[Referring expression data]
● ● ● ● ●
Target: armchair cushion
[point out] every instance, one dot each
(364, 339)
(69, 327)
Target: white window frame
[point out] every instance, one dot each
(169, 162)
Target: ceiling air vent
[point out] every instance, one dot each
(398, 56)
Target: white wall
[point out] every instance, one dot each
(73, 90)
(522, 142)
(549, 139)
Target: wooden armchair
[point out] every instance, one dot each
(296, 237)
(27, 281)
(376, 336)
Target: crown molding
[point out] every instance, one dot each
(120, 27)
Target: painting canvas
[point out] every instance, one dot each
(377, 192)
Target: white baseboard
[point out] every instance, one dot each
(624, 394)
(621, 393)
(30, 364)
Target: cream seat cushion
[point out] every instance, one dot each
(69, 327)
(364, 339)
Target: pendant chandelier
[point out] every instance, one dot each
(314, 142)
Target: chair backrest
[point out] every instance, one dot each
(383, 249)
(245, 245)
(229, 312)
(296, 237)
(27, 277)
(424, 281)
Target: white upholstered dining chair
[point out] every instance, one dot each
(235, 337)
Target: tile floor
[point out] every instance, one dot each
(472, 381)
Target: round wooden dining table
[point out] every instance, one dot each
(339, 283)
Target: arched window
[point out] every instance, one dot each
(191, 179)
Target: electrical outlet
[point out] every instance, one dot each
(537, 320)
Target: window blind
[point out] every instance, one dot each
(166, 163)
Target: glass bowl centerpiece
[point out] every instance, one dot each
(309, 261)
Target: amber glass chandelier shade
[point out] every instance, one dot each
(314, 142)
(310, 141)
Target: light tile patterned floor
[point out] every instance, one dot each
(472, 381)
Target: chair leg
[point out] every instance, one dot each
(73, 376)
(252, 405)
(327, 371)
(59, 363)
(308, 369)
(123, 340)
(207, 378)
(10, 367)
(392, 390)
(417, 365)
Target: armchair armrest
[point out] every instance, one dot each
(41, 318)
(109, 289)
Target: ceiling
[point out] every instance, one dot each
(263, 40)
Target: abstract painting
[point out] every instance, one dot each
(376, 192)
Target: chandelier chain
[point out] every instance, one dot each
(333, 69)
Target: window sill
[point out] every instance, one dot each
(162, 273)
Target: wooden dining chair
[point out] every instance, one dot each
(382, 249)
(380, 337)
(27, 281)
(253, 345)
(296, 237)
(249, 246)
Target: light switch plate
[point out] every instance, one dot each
● ● ● ● ●
* **Required work**
Copy every line in the entries above that has the string "glass" in it.

* **Reply to the task**
Target: glass bowl centerpiece
Target: amber glass chandelier shade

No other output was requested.